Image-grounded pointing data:
= Beginning of Section =
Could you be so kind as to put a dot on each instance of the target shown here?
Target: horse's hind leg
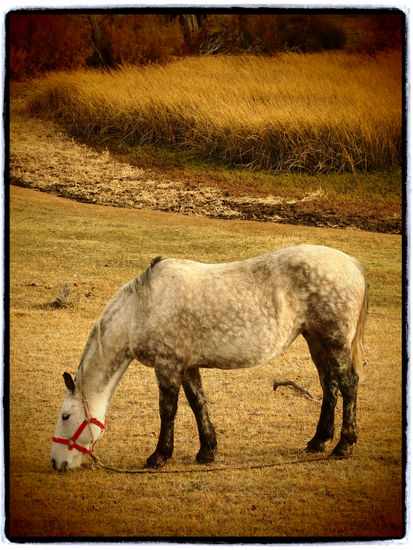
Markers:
(347, 379)
(194, 393)
(169, 382)
(325, 427)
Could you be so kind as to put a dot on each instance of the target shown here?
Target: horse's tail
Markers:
(357, 347)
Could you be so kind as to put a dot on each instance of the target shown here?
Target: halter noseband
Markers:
(71, 443)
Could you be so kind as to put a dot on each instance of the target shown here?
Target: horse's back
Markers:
(246, 312)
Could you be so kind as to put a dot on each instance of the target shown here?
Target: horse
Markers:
(179, 316)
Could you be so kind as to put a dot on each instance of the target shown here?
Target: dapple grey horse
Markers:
(179, 316)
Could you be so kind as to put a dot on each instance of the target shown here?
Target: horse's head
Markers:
(76, 430)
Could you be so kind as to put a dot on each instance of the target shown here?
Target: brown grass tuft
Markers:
(314, 112)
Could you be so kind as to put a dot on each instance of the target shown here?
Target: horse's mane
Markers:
(143, 280)
(136, 286)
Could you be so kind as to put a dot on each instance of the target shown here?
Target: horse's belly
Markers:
(232, 350)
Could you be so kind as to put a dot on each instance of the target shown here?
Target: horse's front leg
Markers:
(169, 382)
(194, 393)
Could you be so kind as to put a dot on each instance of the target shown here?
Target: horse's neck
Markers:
(103, 363)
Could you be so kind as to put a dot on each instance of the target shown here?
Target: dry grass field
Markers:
(93, 249)
(318, 112)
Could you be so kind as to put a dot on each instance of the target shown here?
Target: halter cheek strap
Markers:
(71, 443)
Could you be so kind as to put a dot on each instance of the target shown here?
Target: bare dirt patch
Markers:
(44, 157)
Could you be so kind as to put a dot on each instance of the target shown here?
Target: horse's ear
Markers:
(70, 385)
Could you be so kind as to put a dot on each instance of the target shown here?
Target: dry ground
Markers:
(95, 249)
(44, 157)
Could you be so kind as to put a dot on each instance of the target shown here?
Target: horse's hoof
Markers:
(315, 446)
(205, 456)
(342, 450)
(155, 461)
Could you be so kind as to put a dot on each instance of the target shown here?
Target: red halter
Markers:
(71, 443)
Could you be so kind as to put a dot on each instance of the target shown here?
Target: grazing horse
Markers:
(180, 315)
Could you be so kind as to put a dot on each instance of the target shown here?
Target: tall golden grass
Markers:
(314, 112)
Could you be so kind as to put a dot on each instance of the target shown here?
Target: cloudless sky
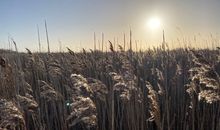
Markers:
(73, 22)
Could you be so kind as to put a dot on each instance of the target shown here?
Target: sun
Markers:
(154, 23)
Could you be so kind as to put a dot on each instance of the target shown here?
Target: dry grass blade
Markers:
(83, 113)
(154, 105)
(11, 117)
(48, 93)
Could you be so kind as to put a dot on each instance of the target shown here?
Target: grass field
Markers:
(156, 89)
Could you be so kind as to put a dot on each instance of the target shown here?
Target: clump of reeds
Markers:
(11, 117)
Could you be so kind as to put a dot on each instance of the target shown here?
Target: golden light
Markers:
(154, 23)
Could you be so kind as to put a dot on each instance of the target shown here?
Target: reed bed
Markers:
(156, 89)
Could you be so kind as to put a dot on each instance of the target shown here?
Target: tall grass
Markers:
(119, 90)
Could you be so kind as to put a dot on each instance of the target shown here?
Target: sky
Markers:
(73, 22)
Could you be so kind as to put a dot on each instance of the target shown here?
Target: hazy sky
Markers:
(73, 22)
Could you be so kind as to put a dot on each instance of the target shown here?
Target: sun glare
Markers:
(154, 23)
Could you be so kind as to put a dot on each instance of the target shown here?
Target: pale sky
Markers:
(73, 22)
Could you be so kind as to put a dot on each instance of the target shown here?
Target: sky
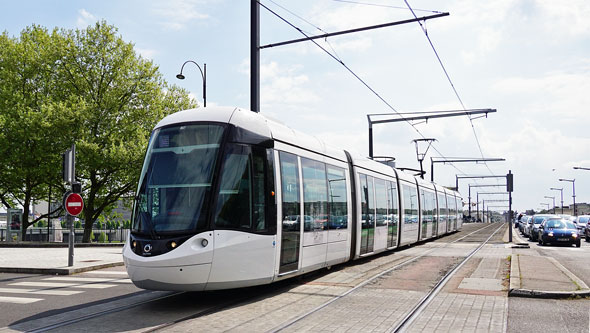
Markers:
(528, 59)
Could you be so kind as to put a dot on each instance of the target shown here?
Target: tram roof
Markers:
(256, 123)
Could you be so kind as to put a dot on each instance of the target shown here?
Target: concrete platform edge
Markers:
(514, 272)
(58, 271)
(547, 294)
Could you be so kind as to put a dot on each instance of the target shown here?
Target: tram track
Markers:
(250, 297)
(423, 302)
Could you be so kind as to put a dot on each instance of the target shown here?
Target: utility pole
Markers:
(421, 156)
(254, 56)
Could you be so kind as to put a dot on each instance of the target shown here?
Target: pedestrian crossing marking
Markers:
(40, 291)
(19, 300)
(63, 285)
(89, 279)
(106, 272)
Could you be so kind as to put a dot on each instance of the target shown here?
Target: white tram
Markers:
(228, 198)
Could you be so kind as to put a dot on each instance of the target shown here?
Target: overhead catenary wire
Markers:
(308, 22)
(386, 6)
(356, 76)
(450, 82)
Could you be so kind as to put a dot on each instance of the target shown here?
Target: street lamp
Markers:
(573, 181)
(203, 75)
(548, 197)
(561, 192)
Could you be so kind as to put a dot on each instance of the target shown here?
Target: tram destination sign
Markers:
(74, 204)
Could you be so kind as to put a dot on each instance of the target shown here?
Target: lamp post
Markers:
(548, 197)
(561, 192)
(180, 76)
(573, 181)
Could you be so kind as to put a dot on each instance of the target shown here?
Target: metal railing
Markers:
(39, 235)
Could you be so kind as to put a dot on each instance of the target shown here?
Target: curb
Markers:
(547, 294)
(57, 271)
(517, 291)
(53, 245)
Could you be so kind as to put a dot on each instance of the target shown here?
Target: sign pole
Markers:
(70, 219)
(509, 188)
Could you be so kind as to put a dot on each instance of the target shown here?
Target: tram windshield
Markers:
(176, 178)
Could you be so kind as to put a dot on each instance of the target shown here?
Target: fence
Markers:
(40, 235)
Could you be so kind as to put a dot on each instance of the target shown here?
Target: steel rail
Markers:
(423, 303)
(364, 283)
(100, 313)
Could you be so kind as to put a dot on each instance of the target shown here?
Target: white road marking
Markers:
(63, 285)
(19, 300)
(89, 279)
(40, 292)
(106, 273)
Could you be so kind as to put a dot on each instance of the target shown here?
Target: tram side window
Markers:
(366, 202)
(338, 206)
(410, 204)
(290, 191)
(430, 206)
(381, 202)
(315, 195)
(442, 206)
(393, 202)
(241, 200)
(424, 207)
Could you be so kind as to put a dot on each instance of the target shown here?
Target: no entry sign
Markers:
(74, 204)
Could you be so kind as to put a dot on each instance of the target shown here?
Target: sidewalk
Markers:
(533, 275)
(54, 260)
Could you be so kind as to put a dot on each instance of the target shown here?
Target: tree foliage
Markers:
(87, 87)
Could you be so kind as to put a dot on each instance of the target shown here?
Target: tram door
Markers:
(368, 214)
(291, 214)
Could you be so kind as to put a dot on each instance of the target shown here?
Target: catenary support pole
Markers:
(254, 56)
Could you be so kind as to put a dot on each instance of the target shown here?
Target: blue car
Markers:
(558, 231)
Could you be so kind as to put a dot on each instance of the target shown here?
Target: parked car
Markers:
(558, 230)
(581, 223)
(534, 226)
(523, 225)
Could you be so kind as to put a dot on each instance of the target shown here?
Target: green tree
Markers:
(122, 97)
(87, 87)
(32, 121)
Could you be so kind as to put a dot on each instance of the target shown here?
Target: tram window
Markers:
(338, 207)
(430, 206)
(380, 202)
(241, 200)
(290, 191)
(393, 204)
(315, 195)
(442, 206)
(410, 204)
(366, 202)
(176, 179)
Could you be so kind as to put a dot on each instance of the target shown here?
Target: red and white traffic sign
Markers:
(74, 204)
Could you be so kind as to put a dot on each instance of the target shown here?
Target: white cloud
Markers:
(177, 14)
(146, 53)
(85, 18)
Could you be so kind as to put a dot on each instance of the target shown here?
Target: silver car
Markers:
(536, 222)
(581, 224)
= End of Section =
Task objective: Each record must be returned exactly as it stands, and the images omitted.

Task result:
Could you be so kind as to put a dot on each instance of the target shown here?
Target: horse's hind leg
Markers:
(347, 379)
(194, 393)
(169, 382)
(325, 427)
Could you be so kind as to put a dot on each instance of the target shown here?
Target: horse's tail
Markers:
(357, 347)
Could you be so kind as to put a dot on each instance of the target shown here?
Target: halter noseband
Markers:
(71, 443)
Could you be so kind as to put a dot on each instance of the target shown here?
Target: horse's back
Markers:
(246, 312)
Could you be so kind as to put a dot on each instance of the target shown here?
Target: horse
Markers:
(179, 316)
Could you be so kind as to put a dot on each instance of the target shown here?
Target: dapple grey horse
Markers:
(179, 316)
Could you be so kind as to put a dot on each instance of the target shown here?
Target: horse's head
Markers:
(76, 430)
Could you be so kind as to put a dot on each instance of the target shown here?
Target: brown grass tuft
Markers:
(314, 112)
Could you be so kind as to put a dot on each instance of the target shown here?
Target: horse's mane
Markers:
(143, 280)
(136, 286)
Could you be so kind as to put a dot on each instance of the target shown here?
Target: horse's belly
Markers:
(232, 350)
Could you be so kind as to put a dot on each instance of the target shown here?
Target: horse's front leg
Markers:
(169, 382)
(194, 393)
Could you be so kind as to put a dot on each instance of the target shown here?
Target: horse's neck
Markers:
(103, 363)
Could you be so kind as to put a dot on each instance of the target shown here?
Target: dry grass field
Markers:
(93, 249)
(318, 112)
Could you be so kind as to put a dot on each instance of the target shown here?
Target: halter cheek strap
Markers:
(71, 443)
Could you be so kind as to put a dot on each instance of the target shown here?
Target: bare dirt patch
Markers:
(44, 157)
Could you be so kind as to put a dot on each instance of the target shown here?
Target: horse's ear
Markers:
(70, 385)
Could you be so kind as to put a dot on each instance of the target shown here?
Target: dry ground
Markers:
(95, 249)
(44, 157)
Could you be so kind as to put a dot on each instance of the target shown here?
Target: horse's hoof
Markers:
(315, 446)
(205, 456)
(342, 450)
(155, 461)
Could you be so kind as to put a dot on each instance of the target shown here?
Target: red halter
Markers:
(71, 443)
Could you be so kind as to put a dot on each instance of the target shown here?
Target: grazing horse
Markers:
(180, 315)
Could you be so kind as to put a dot on each instance of the target shown here?
Target: tall golden grass
Markers:
(314, 112)
Could you be so kind as to put a dot on each instance of the target shown here?
Target: cloudless sky
Markers:
(73, 22)
Could you be so kind as to put a dot on each instance of the target shown here?
Target: sun
Markers:
(154, 23)
Could you be so kind as to put a dot on each instance of the target shown here?
Target: dry grass blade
Markers:
(83, 113)
(154, 105)
(11, 117)
(48, 93)
Could you be so kind as to put a dot on each instance of the target shown here?
Target: grass field
Markers:
(156, 89)
Could you be so kind as to put a dot on each instance of the target shown here?
Target: clump of reeds
Markers:
(11, 117)
Could you be so kind as to put a dot on each instance of the target shown here?
Target: golden light
Markers:
(154, 23)
Could you be so kind as to put a dot on each instance of the target shown here?
Target: reed bed
Markers:
(156, 89)
Could you be so kind as to put a dot on each instance of the target shown here?
Target: tall grass
Markers:
(119, 90)
Could you be so kind as to put a dot on each instance of the target shown here?
Target: sky
Markers:
(73, 22)
Could you be so kind as to put a dot on each instance of the target shown here?
Target: hazy sky
Markers:
(73, 22)
Could you be so kind as to put a dot on each instance of the target shown here?
Target: sun glare
Markers:
(154, 23)
Could you be so kind as to put a dot on each instance of the target shown here?
Target: pale sky
Markers:
(73, 22)
Could you be so kind as to put a dot on each instance of the target shown here?
Target: sky
Markers:
(528, 59)
Could you be so kind as to put a dot on each instance of the target shown here?
Target: tram roof
Markers:
(256, 123)
Could you be so kind as to put a dot on each instance of the target shown here?
Target: concrete platform edge
Markers:
(514, 272)
(58, 271)
(547, 294)
Could you be so kind as to put a dot on each instance of the target shown here?
Target: tram track
Markers:
(250, 297)
(423, 302)
Could you be so kind as to put a dot on each instance of the target shown here?
Target: utility pole
Markers:
(421, 156)
(254, 56)
Could you be so kind as to put a dot on each instance of the target shown here?
Target: pedestrian crossing marking
Markers:
(40, 291)
(19, 300)
(63, 285)
(89, 279)
(106, 272)
Could you be so kind as to put a dot on each instance of the target shown here?
Target: white tram
Markers:
(228, 198)
Could you be so kind as to put a dot on each instance of the target shown here?
Target: overhead catenary wire
Markers:
(308, 22)
(386, 6)
(356, 76)
(450, 82)
Could you be so kind as to put a dot on each instance of the target shown here?
Target: street lamp
Markers:
(573, 181)
(203, 75)
(548, 197)
(561, 192)
Could you be so kind as to put a dot on each instance of the target shown here?
Target: tram destination sign
Markers:
(74, 204)
Could you be so kind as to put a dot on each instance of the target shown here?
Target: lamp post
Markers:
(548, 197)
(561, 192)
(180, 76)
(573, 181)
Could you be so kind as to put a dot on each instance of the target shown here?
Target: metal railing
Markers:
(39, 235)
Could you be so kind as to put a dot on each instance of the target shown here?
Target: curb
Markers:
(547, 294)
(57, 271)
(517, 291)
(53, 245)
Could you be so kind as to put a dot on each instance of the target shown here?
Target: sign pole
Markers:
(70, 219)
(509, 188)
Could you be so kind as to put a dot on each instance of the target shown here?
Target: tram windshield
Markers:
(176, 178)
Could you be so kind as to put a dot on each instance of the target shown here?
Target: fence
Markers:
(40, 235)
Could you be so kind as to put a dot on each instance of the target shown here?
Target: steel rail
Markers:
(423, 303)
(364, 283)
(100, 313)
Could you be so kind as to put a dot on each instance of the target shown here?
Target: white road marking
Markers:
(63, 285)
(19, 300)
(89, 279)
(40, 292)
(106, 273)
Could you be so kind as to put a dot on each instance of the target shown here?
Target: tram side window
Markers:
(366, 202)
(338, 206)
(410, 204)
(290, 191)
(430, 206)
(381, 202)
(315, 195)
(442, 206)
(393, 202)
(241, 200)
(424, 207)
Could you be so kind as to put a dot on each instance of the target shown here?
Target: no entry sign
Markers:
(74, 204)
Could you be so kind as to put a dot on each instance of the target shown here?
Target: sidewalk
Markers:
(533, 275)
(54, 260)
Could you be so kind as to put a dot on each instance of the target shown here?
Target: tree foliage
Markers:
(87, 87)
Could you be so kind as to put a dot on each instance of the target shown here?
Target: tram door
Markers:
(368, 214)
(291, 214)
Could you be so kind as to put a dot on each instance of the target shown here?
Target: catenary support pole
Markers:
(254, 56)
Could you be so kind as to put a dot on each instance of the target shown here?
Target: blue car
Markers:
(558, 231)
Could you be so kind as to put a dot on each instance of the target shown here?
Target: parked car
Markers:
(558, 230)
(581, 223)
(534, 226)
(523, 225)
Could you be so kind as to put a dot on each instance of the target shown here?
Target: green tree
Markers:
(122, 97)
(87, 87)
(32, 121)
Could you be so kind as to put a dot on each instance of the target shown here?
Target: tram window
Markers:
(338, 207)
(430, 206)
(380, 202)
(241, 200)
(290, 191)
(393, 204)
(315, 195)
(442, 206)
(410, 204)
(366, 202)
(176, 179)
Could you be so kind as to put a dot on each instance of the target shown here?
Target: red and white traffic sign
Markers:
(74, 204)
Could you be so kind as to put a dot on each instance of the target shown here?
Target: white cloud
Markers:
(177, 14)
(146, 53)
(85, 18)
Could you be so kind as to put a dot on each instance of the target shown here?
Target: silver car
Markers:
(536, 222)
(581, 224)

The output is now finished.